◆ RECORDED INFORMATION

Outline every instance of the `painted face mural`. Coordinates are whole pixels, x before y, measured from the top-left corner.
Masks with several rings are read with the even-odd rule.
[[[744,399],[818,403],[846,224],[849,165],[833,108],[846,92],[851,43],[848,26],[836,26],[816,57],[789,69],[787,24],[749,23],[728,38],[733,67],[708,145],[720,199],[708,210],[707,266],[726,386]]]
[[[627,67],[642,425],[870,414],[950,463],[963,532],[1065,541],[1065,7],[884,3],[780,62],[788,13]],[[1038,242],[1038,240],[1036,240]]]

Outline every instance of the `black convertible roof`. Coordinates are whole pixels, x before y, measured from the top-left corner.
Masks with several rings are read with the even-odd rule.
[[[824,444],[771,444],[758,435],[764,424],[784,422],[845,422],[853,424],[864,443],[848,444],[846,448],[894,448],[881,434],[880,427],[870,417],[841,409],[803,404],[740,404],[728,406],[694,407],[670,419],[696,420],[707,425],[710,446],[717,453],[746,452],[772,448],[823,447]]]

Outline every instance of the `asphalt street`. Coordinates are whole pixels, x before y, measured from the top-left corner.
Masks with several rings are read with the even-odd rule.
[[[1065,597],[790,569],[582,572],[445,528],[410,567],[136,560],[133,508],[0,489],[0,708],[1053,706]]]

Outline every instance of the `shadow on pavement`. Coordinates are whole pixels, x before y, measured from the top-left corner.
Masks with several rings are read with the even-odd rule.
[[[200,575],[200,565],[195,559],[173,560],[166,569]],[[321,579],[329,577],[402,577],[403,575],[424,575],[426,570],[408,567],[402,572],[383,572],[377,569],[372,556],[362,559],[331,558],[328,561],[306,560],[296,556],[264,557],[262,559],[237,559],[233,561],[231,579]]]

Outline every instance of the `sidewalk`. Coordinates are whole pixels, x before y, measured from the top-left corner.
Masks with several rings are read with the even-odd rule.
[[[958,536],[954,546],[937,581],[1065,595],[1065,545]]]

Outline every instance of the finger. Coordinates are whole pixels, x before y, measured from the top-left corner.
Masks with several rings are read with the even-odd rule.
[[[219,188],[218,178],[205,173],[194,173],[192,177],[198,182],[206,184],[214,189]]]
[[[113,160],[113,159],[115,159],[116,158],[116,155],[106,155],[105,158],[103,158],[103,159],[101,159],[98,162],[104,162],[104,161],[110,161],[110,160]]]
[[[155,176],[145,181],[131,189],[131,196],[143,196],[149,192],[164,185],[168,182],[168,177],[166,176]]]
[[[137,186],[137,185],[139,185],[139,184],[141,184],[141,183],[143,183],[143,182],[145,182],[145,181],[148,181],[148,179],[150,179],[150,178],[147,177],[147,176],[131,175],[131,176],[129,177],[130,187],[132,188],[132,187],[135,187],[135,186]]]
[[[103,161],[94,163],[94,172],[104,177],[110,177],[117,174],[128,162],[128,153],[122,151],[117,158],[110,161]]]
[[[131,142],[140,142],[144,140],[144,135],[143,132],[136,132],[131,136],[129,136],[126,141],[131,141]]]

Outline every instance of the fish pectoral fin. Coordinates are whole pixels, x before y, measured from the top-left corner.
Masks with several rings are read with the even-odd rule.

◆ WORK INSTRUCTIONS
Copy out every one of the rows above, keeping each line identical to the original.

◆ FINISHED EXERCISE
Outline every instance of the `painted face mural`. Coordinates are whole pixels, x before y, measured from the top-left corner.
Masks with several rings are read with the even-odd rule.
[[[744,399],[818,403],[846,224],[849,165],[833,108],[846,92],[851,43],[848,26],[836,26],[816,57],[789,69],[787,24],[749,23],[728,38],[733,67],[708,145],[720,199],[708,210],[707,266],[726,386]]]
[[[627,67],[642,425],[870,414],[950,463],[963,532],[1065,541],[1065,7],[884,3],[780,62],[788,13]],[[1038,242],[1038,240],[1036,240]]]

Outline every instance of the `black convertible roof`. Coordinates are whole pixels, x before y, measured from the top-left corner.
Masks with several rings are read with the even-odd rule.
[[[824,444],[771,444],[758,435],[764,424],[784,422],[845,422],[853,424],[864,443],[848,444],[846,448],[894,448],[881,434],[880,427],[870,417],[841,409],[803,404],[740,404],[728,406],[694,407],[670,419],[696,420],[707,425],[710,446],[717,453],[746,452],[772,448],[823,447]]]

Outline every instance of the `asphalt street`. Coordinates are whole pixels, x before y, measured from the top-left corner.
Masks with several rings are read with the even-odd rule.
[[[1065,597],[790,569],[582,572],[445,528],[410,567],[136,560],[133,508],[0,489],[0,708],[1053,706]]]

Outline every instance of the `shadow on pavement`. Coordinates are whole pixels, x before y, measured from the top-left corner.
Masks with several rings are read with the even-odd rule.
[[[200,575],[200,565],[195,559],[173,560],[166,569]],[[321,579],[329,577],[402,577],[403,575],[424,575],[426,570],[408,567],[402,572],[383,572],[377,569],[372,556],[362,559],[331,558],[328,561],[306,560],[296,556],[264,557],[262,559],[237,559],[233,561],[231,579]]]

Outline every instance of the `sidewalk`. Coordinates are whole pixels, x before y, measured from the top-left corner.
Masks with several rings are read with the even-odd rule.
[[[958,536],[954,546],[937,581],[1065,595],[1065,545]]]

Outline every instance of the finger. Coordinates are whole pixels, x before y, measured from the top-left corner.
Masks with several rings are read with the even-odd rule.
[[[219,188],[218,178],[205,173],[194,173],[192,177],[198,182],[206,184],[214,189]]]
[[[113,160],[113,159],[115,159],[116,158],[116,155],[106,155],[105,158],[103,158],[103,159],[101,159],[98,162],[104,162],[104,161],[110,161],[110,160]]]
[[[155,176],[145,181],[131,189],[131,196],[143,196],[149,192],[164,185],[168,182],[168,177],[166,176]]]
[[[137,186],[137,185],[139,185],[139,184],[141,184],[141,183],[143,183],[143,182],[145,182],[145,181],[148,181],[148,179],[150,179],[150,178],[147,177],[147,176],[131,175],[131,176],[129,177],[130,187],[132,188],[132,187],[135,187],[135,186]]]
[[[103,161],[94,163],[94,172],[104,177],[110,177],[117,174],[128,162],[128,153],[122,151],[117,158],[110,161]]]
[[[131,142],[140,142],[144,140],[144,135],[143,132],[136,132],[131,136],[129,136],[126,141],[131,141]]]

Outline every instance of the fish pectoral fin. Coordinates are whole pixels, x before y, measured from the top-left corner.
Masks with several rings are read with the even-odd rule.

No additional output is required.